TASK INSTRUCTIONS: Output all of the records exactly as written.

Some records
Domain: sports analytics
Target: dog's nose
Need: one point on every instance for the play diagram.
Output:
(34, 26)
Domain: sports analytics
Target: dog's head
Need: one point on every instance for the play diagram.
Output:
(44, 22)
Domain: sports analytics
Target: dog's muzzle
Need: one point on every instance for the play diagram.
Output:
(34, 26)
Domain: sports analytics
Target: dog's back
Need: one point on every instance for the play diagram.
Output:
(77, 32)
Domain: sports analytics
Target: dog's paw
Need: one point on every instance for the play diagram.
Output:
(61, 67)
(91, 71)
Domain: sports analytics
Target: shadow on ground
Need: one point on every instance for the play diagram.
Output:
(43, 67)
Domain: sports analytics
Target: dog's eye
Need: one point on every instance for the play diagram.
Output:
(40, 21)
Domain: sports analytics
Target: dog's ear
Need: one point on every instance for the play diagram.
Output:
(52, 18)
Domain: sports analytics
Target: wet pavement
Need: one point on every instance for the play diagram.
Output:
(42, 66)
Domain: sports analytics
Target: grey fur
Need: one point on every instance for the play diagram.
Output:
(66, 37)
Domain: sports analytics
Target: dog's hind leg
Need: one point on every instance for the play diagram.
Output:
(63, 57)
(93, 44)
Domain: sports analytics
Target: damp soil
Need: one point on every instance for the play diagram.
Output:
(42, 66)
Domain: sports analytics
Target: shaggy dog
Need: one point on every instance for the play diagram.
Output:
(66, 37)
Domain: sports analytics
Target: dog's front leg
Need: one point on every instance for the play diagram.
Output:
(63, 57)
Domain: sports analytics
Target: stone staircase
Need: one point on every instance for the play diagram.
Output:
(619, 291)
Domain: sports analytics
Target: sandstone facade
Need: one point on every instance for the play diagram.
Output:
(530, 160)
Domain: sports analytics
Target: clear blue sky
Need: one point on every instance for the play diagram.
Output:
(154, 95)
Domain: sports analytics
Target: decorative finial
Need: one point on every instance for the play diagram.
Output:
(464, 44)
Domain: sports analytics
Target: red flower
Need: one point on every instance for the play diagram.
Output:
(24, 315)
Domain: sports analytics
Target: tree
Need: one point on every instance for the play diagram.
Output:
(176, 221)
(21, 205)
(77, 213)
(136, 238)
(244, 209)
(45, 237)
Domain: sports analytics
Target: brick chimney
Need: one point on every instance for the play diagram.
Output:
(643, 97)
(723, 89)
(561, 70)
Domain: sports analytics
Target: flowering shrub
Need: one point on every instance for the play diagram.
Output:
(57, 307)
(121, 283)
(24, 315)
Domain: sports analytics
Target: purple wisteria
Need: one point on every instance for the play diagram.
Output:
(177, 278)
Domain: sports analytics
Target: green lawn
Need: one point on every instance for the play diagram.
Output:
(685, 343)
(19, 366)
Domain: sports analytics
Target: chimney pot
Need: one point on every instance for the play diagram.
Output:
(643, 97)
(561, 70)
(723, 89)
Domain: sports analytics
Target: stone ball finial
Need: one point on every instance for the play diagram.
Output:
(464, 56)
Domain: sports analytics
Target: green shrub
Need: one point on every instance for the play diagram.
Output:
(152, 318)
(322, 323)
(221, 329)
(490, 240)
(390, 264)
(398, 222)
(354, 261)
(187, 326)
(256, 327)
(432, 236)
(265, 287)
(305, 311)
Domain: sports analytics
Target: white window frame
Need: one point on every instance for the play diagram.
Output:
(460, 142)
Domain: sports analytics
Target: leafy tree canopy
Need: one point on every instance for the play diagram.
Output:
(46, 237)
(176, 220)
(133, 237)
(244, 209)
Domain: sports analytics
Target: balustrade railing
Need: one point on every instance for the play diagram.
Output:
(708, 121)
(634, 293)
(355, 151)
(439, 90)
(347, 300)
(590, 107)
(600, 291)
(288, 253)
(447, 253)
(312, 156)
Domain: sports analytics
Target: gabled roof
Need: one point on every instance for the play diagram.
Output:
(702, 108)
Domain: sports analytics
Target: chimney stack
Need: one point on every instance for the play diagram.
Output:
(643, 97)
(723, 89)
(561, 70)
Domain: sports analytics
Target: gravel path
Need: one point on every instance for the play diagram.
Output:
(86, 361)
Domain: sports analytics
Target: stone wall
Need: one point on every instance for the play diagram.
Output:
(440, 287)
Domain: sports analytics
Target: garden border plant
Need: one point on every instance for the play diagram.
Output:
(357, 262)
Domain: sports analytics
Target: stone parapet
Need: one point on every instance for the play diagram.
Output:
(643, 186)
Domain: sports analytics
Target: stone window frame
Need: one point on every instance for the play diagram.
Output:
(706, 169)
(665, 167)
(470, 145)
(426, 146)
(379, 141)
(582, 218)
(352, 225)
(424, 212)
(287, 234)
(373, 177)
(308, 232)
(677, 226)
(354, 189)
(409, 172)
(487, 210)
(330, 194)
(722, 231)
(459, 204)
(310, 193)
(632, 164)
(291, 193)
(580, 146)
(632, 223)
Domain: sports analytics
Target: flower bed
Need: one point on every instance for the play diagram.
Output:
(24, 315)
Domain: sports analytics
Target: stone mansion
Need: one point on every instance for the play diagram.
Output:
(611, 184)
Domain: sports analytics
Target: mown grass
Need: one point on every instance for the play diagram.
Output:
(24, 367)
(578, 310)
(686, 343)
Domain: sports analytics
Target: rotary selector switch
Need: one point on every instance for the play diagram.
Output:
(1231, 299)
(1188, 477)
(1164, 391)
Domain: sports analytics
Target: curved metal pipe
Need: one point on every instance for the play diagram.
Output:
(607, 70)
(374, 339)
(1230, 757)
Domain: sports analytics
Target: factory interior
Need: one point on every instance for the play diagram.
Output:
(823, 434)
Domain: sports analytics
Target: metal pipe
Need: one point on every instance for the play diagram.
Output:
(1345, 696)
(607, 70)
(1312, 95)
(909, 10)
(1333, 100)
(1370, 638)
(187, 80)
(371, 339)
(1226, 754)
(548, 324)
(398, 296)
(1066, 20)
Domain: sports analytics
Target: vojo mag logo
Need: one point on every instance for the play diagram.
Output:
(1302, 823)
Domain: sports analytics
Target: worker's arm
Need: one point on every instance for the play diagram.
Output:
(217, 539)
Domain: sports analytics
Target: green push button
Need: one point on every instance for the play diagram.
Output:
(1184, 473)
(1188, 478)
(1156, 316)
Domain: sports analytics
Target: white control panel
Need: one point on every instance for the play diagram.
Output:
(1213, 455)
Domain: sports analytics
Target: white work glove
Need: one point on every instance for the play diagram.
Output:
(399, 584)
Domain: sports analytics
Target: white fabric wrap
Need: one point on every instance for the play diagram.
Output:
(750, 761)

OUTPUT OF THE TASK:
Domain: sports analytics
Target: dog's nose
Need: one point on every instance for the play diagram.
Output:
(34, 26)
Domain: sports analytics
Target: dog's head
Need: one point on every instance for the play diagram.
Output:
(44, 22)
Domain: sports analytics
Target: dog's muzzle
Need: one point on every instance for the play diagram.
Output:
(34, 26)
Domain: sports analytics
Target: dog's back
Need: one point on every instance for the play diagram.
Output:
(77, 32)
Domain: sports analytics
Target: dog's paw
Need: one point on every instance for the play diagram.
Output:
(61, 67)
(91, 71)
Domain: sports analytics
Target: shadow on ground
Need: one point on every instance for the play diagram.
Output:
(43, 67)
Domain: sports analytics
Target: dog's eye
Need: one point on every instance for the play diagram.
Output:
(40, 21)
Domain: sports analytics
Target: dog's ear
Need: one point on every instance for the play diagram.
Output:
(52, 18)
Domain: sports analytics
Target: wet pavement
Need: one point on every instance for the play diagram.
Output:
(42, 66)
Domain: sports analytics
Target: grey fur
Need: one point on every instance for the play diagram.
Output:
(66, 37)
Domain: sports analytics
Target: dog's hind leg
Need: one point on every instance for the play diagram.
Output:
(63, 57)
(93, 44)
Domain: sports analytics
Target: damp soil
Need: one point on every instance for the play diagram.
Output:
(42, 66)
Domain: sports analytics
Target: shaggy dog
Need: one point on every instance for the play diagram.
Output:
(66, 37)
Domain: sports analytics
Target: dog's front leg
Need: one point on every instance for the play diagram.
Output:
(63, 57)
Domain: sports analytics
Target: stone staircase
Need: one point on every instance for the play diagram.
Output:
(619, 291)
Domain: sports analytics
Target: sandstone facade
Need: one point on every instance for the play diagram.
Output:
(530, 160)
Domain: sports analytics
Target: clear blue sky
Need: one point on every instance for the play diagram.
Output:
(154, 95)
Domain: sports analytics
Target: decorative finial
Need: one point on every instance for the play diagram.
Output:
(464, 44)
Domain: sports analytics
Target: red flower
Need: one point on every instance for the play diagram.
Output:
(24, 315)
Domain: sports analytics
Target: tree
Need: one point on every instance for the play diagram.
Output:
(176, 221)
(21, 205)
(77, 213)
(136, 238)
(244, 209)
(45, 237)
Domain: sports analytics
Target: brick chimney
Need: one point on every instance for the play diagram.
Output:
(643, 97)
(723, 89)
(561, 70)
Domain: sports analytics
Target: flowering shrub
Need: one point on every instance for the play diagram.
Output:
(57, 307)
(121, 283)
(24, 315)
Domain: sports analytics
Target: purple wisteria
Need: one point on every instance for the play diagram.
Output:
(177, 278)
Domain: sports analytics
Target: green lawn
Need: one point on every instance for the play diagram.
Output:
(685, 343)
(19, 366)
Domain: sports analytics
Target: chimney pot
Need: one point on every instance for the play diagram.
Output:
(643, 97)
(561, 70)
(723, 89)
Domain: sports analytics
Target: stone ball finial
Need: one point on every instance for the play diagram.
Output:
(464, 56)
Domain: sports analytics
Target: green shrub
Need: one point on every instance for the play diagram.
Output:
(152, 318)
(322, 323)
(221, 329)
(490, 240)
(390, 264)
(398, 222)
(354, 261)
(187, 326)
(256, 327)
(432, 236)
(265, 287)
(305, 311)
Domain: sports analytics
Target: white window frame
Need: one point on every instance for the play diagram.
Output:
(460, 142)
Domain: sports analytics
Target: leafy tree canopy
Need: one point on every instance for the play diagram.
Output:
(46, 237)
(176, 220)
(133, 237)
(244, 209)
Domain: sports analytics
Target: balustrade railing
Need: one point on every instance for the play diagram.
Output:
(708, 121)
(634, 293)
(355, 151)
(439, 90)
(347, 300)
(590, 107)
(600, 291)
(288, 253)
(447, 253)
(312, 156)
Domain: sports analytics
Target: gabled roof
Need: one point on every instance for the play diagram.
Output:
(702, 108)
Domain: sports analytics
Target: chimney stack
Need: one point on every instance for the play diagram.
Output:
(643, 97)
(723, 89)
(561, 70)
Domain: sports analytics
Target: gravel path
Need: one point on every instance for the play diagram.
Output:
(86, 361)
Domain: sports analytics
Target: stone wall
Need: one point on every instance for the play diagram.
Output:
(440, 287)
Domain: sports analytics
Target: garden border plant
Need: one point on every instance for the play diagram.
Output:
(357, 262)
Domain: sports analytics
Target: stone parapet
Need: one point on every instance for the play diagram.
Output:
(643, 186)
Domain: sports analytics
Target: stone window frame
Need: one point on every instance for the play diagram.
Output:
(706, 169)
(665, 167)
(470, 145)
(426, 146)
(379, 141)
(582, 218)
(352, 225)
(424, 212)
(287, 234)
(373, 177)
(308, 232)
(677, 226)
(354, 189)
(409, 172)
(487, 210)
(330, 194)
(722, 231)
(459, 204)
(310, 193)
(632, 164)
(291, 193)
(580, 146)
(632, 223)
Domain: sports analytics
Target: flower bed
Need: one point on every instance for the play diagram.
Output:
(24, 315)
Domain: sports analytics
Target: stone mansion
Need: one point on every instance for the play diagram.
Output:
(611, 184)
Domain: sports analytics
Target: mown grass
Need: one point on every instance for the play diagram.
Output:
(24, 367)
(578, 310)
(686, 343)
Domain: sports analytics
Target: rotary selector switch
Need: one point on every instance for the play diagram.
Output:
(1231, 299)
(1188, 477)
(1164, 391)
Domain: sports analytics
Target: curved metal pipe
Need: one point on every instance for the play diagram.
Output:
(607, 70)
(374, 339)
(1230, 757)
Domain: sports analytics
Target: factory interior
Need: one point on every instance for the play diagram.
Output:
(823, 434)
Domain: sports analytics
Target: metal pipe
Need: one point on every instance for the play diagram.
Output:
(1345, 696)
(607, 70)
(1312, 95)
(909, 10)
(1333, 100)
(1370, 638)
(187, 80)
(371, 339)
(1226, 754)
(548, 324)
(398, 296)
(1066, 20)
Domain: sports analytics
Target: vojo mag logo
Need: one point on every instance for the play diagram.
Output:
(1302, 823)
Domain: sports analytics
Target: worker's arm
Need: one point on every instance for the play diagram.
Output:
(217, 539)
Domain: sports analytics
Target: green push button
Need: one point on every instance for the play diagram.
Output:
(1184, 473)
(1188, 478)
(1156, 316)
Domain: sports analytics
Target: white control panel
Need: one point on every instance for the play diagram.
Output:
(1213, 455)
Domain: sports analytics
Target: white work glove
Need: one point on every instance for the play diagram.
Output:
(399, 584)
Domain: sports analytics
Target: white fabric wrap
Need: one point on every instance for the play diagram.
Output:
(750, 761)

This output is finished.